(Given request): Write out the listing exactly as it is given.
— Start Dataset excerpts —
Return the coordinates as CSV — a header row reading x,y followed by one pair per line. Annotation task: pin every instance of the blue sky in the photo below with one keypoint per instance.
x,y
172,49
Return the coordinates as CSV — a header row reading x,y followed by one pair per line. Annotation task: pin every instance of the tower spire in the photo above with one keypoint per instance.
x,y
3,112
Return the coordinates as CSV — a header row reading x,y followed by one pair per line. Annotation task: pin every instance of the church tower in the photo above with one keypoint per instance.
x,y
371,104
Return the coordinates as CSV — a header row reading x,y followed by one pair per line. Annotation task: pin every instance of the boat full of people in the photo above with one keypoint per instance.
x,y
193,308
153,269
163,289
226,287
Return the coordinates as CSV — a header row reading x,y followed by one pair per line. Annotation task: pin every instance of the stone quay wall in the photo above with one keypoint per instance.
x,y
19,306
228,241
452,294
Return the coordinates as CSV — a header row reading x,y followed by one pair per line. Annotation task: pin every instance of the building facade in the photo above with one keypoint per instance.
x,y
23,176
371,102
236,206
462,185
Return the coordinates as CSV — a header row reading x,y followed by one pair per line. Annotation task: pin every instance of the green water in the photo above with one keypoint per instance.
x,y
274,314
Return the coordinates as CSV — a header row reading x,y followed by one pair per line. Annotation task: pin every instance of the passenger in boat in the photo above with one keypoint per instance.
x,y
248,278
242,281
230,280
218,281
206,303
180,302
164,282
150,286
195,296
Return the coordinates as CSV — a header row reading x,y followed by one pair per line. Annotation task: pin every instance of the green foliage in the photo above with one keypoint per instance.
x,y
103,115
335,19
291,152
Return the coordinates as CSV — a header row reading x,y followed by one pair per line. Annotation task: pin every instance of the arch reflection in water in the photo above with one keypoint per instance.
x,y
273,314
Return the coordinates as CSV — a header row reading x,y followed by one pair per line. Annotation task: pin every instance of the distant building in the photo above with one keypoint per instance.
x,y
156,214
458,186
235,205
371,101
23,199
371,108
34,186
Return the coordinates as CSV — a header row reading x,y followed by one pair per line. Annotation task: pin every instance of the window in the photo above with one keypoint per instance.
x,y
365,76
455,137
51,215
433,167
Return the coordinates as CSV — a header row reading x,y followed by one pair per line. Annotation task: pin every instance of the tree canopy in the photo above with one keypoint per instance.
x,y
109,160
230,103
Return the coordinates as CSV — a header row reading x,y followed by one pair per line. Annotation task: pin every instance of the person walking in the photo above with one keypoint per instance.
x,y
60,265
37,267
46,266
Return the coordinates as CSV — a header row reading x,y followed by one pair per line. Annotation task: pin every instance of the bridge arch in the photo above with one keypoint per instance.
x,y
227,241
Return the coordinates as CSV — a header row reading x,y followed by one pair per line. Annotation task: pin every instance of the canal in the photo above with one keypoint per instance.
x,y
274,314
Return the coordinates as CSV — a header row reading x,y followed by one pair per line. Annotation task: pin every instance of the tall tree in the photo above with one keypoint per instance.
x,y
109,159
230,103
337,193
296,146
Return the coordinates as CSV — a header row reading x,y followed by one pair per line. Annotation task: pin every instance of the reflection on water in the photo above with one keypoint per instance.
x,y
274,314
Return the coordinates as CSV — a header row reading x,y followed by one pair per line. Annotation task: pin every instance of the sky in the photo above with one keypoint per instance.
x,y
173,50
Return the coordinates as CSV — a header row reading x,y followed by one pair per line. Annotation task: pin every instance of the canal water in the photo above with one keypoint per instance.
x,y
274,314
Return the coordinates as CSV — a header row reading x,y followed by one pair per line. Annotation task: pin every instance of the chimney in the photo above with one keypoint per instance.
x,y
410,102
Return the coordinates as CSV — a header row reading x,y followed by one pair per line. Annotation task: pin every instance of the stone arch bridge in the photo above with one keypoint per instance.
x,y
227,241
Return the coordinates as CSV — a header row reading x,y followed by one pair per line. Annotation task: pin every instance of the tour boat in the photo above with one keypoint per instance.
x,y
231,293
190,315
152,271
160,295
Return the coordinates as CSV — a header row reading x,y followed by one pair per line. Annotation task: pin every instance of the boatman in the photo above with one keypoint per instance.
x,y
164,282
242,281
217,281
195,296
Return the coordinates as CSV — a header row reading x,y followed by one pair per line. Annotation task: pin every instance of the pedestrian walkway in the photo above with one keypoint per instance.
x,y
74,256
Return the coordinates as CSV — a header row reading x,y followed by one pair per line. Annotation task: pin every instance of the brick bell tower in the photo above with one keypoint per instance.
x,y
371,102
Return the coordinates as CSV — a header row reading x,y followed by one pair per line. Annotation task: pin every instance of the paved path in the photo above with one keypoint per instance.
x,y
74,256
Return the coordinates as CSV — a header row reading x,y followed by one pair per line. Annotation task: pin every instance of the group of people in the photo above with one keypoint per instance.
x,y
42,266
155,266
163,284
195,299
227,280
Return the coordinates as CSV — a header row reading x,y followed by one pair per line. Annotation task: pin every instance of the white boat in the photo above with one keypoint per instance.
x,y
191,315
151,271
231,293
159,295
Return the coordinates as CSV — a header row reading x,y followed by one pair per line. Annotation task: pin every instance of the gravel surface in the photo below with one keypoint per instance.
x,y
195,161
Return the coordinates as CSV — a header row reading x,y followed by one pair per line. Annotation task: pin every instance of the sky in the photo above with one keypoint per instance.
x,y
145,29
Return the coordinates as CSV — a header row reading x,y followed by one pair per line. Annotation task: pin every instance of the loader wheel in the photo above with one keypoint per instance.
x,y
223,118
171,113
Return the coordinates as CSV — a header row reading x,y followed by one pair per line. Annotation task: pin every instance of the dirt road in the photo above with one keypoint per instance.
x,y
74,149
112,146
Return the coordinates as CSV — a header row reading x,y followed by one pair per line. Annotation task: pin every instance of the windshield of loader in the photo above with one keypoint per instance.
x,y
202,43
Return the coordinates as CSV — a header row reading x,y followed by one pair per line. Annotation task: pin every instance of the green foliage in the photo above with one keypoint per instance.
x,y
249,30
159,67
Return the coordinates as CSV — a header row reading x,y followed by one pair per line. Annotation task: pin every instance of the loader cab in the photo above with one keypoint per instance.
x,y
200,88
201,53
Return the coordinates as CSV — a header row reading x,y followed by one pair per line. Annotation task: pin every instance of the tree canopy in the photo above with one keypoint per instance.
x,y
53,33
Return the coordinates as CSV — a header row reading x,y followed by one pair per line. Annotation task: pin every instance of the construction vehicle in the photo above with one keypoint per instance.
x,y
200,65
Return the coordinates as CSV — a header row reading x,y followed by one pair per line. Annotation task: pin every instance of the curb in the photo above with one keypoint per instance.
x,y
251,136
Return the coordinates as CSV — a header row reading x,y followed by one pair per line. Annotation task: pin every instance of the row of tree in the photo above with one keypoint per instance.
— End Dataset excerpts —
(Reply to the exercise):
Return the coordinates as CSV — a header row reading x,y followed by one pair per line. Annotation task: pin every instance of the blue sky in the photo below with one keypoint per instance.
x,y
172,49
Return the coordinates as CSV — a header row reading x,y followed by one pair per line. Annotation task: pin every instance of the tower spire in the photo above with one keypoint per instance.
x,y
3,112
Return the coordinates as CSV — a header row reading x,y followed by one pair per line. Annotation task: pin every instance of the church tower in the photo above with one keypoint per instance.
x,y
371,104
Return the coordinates as CSV — a header row reading x,y followed by one pair per line. Annotation task: pin every instance of the boat full of people in the photo above with one keypoint per instance.
x,y
193,308
153,269
163,289
226,287
Return the coordinates as CSV — a header row reading x,y followed by one pair per line. Annotation task: pin every instance of the stone quay wall in the photo above with one keypoint per instance.
x,y
19,306
228,241
452,294
Return the coordinates as CSV — a header row reading x,y followed by one pair per line. Annotation task: pin every instance of the building facade in the photo above with one keypoint per instance.
x,y
23,176
371,102
236,206
462,185
Return the coordinates as CSV — a header row reading x,y followed by one pair per line. Annotation task: pin every instance of the green water in the photo above with one keypoint per instance.
x,y
274,314
Return the coordinates as CSV — a header row reading x,y followed by one pair per line. Annotation task: pin every instance of the passenger in boat in the photo above with one keypoint per instance.
x,y
248,278
242,281
230,280
218,281
206,303
180,302
164,282
150,286
195,296
Return the coordinates as CSV — a header row reading x,y followed by one pair per line. Annotation task: pin every instance of the green foliage in the photo above with one keypoint per instance.
x,y
103,115
335,19
291,152
Return the coordinates as CSV — a header row reading x,y followed by one pair per line. Annotation task: pin every instance of the arch reflection in water in the photo above with one keypoint per instance.
x,y
273,314
Return the coordinates as CSV — a header row reading x,y followed by one pair per line. Annotation task: pin every instance of the distant building in the photo above with one keypoint per instance.
x,y
156,214
458,186
235,205
371,101
23,199
371,108
34,186
Return the coordinates as CSV — a header row reading x,y followed by one pair per line. Annotation task: pin every instance of the window in the photo above with one keypoint per instance.
x,y
365,76
455,137
51,215
433,167
Return the coordinates as CSV — a header row reading x,y followed by one pair per line. Annotation task: pin every instance of the tree canopy in the photo above with one keypoint per instance.
x,y
109,160
230,103
Return the coordinates as CSV — a header row reading x,y followed by one pair per line. Annotation task: pin every instance of the person walking in the photo above with one keypoint per instance.
x,y
60,265
37,267
46,266
Return the coordinates as CSV — a header row reading x,y followed by one pair per line. Annotation task: pin every instance of the bridge arch in the photo above with one keypoint per instance.
x,y
227,241
Return the coordinates as CSV — a header row reading x,y followed by one pair per line. Annotation task: pin every instance of the canal in the photo above with one keypoint per instance.
x,y
274,314
Return the coordinates as CSV — a header row reading x,y followed by one pair per line. Annotation task: pin every instance of the tall tree in the photo above with one keypoint per instance.
x,y
109,159
230,103
337,193
296,146
Return the coordinates as CSV — a header row reading x,y followed by one pair per line. Annotation task: pin every instance of the reflection on water in the photo above with one keypoint per instance.
x,y
274,314
Return the coordinates as CSV — a header row reading x,y followed by one pair per line. Annotation task: pin every instance of the sky in the photo above with one keypoint per instance.
x,y
173,50
Return the coordinates as CSV — a header row reading x,y followed by one pair per line. Annotation task: pin every instance of the canal water in the photo above with one keypoint per instance.
x,y
274,314
Return the coordinates as CSV — a header row reading x,y followed by one pair per line. Annotation task: pin every instance of the chimney in the photo above with one keypoint per instance.
x,y
410,102
Return the coordinates as CSV — a header row reading x,y followed by one pair per line. Annotation task: pin every instance of the stone arch bridge in the photo above with one keypoint per instance.
x,y
227,241
Return the coordinates as CSV — a header row reading x,y followed by one pair per line. Annotation task: pin every instance of the tour boat in the photo above with one keypoint per instance.
x,y
231,293
190,315
152,271
160,295
Return the coordinates as CSV — a header row reading x,y followed by one pair per line. Annotation task: pin every instance of the boatman in the photo above with one keypoint per instance.
x,y
164,282
242,281
217,281
195,296
Return the coordinates as CSV — a header row reading x,y followed by one pair per line. Annotation task: pin every instance of the pedestrian walkway in the photo above with one keypoint per instance.
x,y
74,256
Return the coordinates as CSV — a header row reading x,y followed by one pair per line. Annotation task: pin every instance of the brick bell tower in the photo above with one keypoint per instance.
x,y
371,102
Return the coordinates as CSV — a header row reading x,y followed by one pair per line. Annotation task: pin every instance of the paved path in the photo above with one keypoint per instance.
x,y
74,256
Return the coordinates as CSV — a header row reading x,y followed by one pair per line. Annotation task: pin every instance of the group of people in the photo above with one keypoint per instance.
x,y
42,266
155,266
163,284
195,299
227,280
Return the coordinates as CSV — a header row reading x,y followed by one pair per line. Annotation task: pin every instance of the white boat in the photo above with one keypoint per instance.
x,y
191,315
151,271
231,293
159,295
Return the coordinates as CSV — a header row reading x,y followed by one pair per line. Annotation task: pin every instance of the gravel surface in the photo below with one keypoint per instance.
x,y
195,161
Return the coordinates as CSV — a header row reading x,y followed by one pair per line. Annotation task: pin every instance of the sky in the photo above with one keypoint per instance.
x,y
145,29
Return the coordinates as CSV — a header row reading x,y followed by one pair per line. Annotation task: pin every instance of the loader wheel in the photo above with one keypoint per instance.
x,y
223,118
171,113
Return the coordinates as CSV — a header row reading x,y followed by one pair per line. Annotation task: pin every instance of the dirt road in the photo above with one keypoint per instance.
x,y
74,149
112,146
Return the coordinates as CSV — a header row reading x,y followed by one pair per line. Annotation task: pin every instance of the windshield of loader in the photo above with one keypoint per instance.
x,y
202,43
Return the coordinates as CSV — a header row reading x,y followed by one pair per line. Annotation task: pin every instance of the green foliage in the photo above with one keypoint per instance.
x,y
249,30
159,67
Return the coordinates as CSV — a header row reading x,y followed by one pair per line. Annotation task: pin every instance of the loader cab in the photo above with one keypoint per instance.
x,y
200,88
201,53
Return the coordinates as CSV — a header row reading x,y followed by one pair per line. Annotation task: pin every instance of the tree canopy in the photo above with one keypoint per instance.
x,y
53,33
Return the coordinates as CSV — a header row reading x,y followed by one pair per line. Annotation task: pin every instance of the construction vehicle in the photo above with one keypoint per instance.
x,y
200,65
Return the coordinates as CSV — a header row reading x,y followed by one pair per line. Annotation task: pin every instance of the curb in the photo above with one keypoint per instance.
x,y
251,136
Return the coordinates as CSV — a header row reading x,y followed by one pair per line. Annotation task: pin every instance of the row of tree in the photo above with one keypoint per instance.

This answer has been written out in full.